**PROVIDED DATA**
..............................
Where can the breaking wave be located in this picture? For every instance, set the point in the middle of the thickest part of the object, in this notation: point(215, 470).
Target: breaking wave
..............................
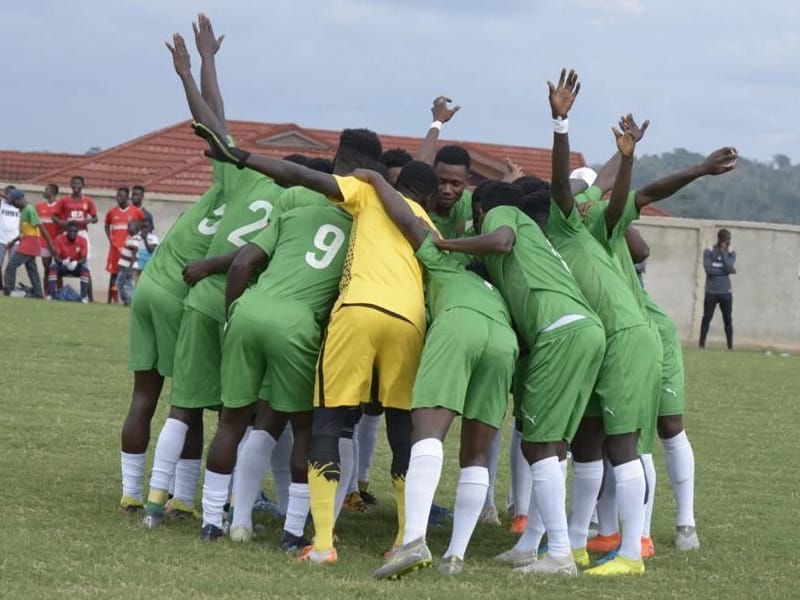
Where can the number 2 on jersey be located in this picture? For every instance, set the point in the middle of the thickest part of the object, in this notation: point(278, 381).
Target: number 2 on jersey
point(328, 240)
..............................
**TASK DIRECTIONS**
Render the material from the line containing "Where can the breaking" up to and including the line containing "Target: breaking wave" as a JSON list of strings, one string per line, omitting any blank lines.

**TASK RESULT**
[
  "Where can the breaking wave be located in this picture? For every instance, set the point in the middle of the thickest part of the object, in this notation: point(215, 470).",
  "Target: breaking wave"
]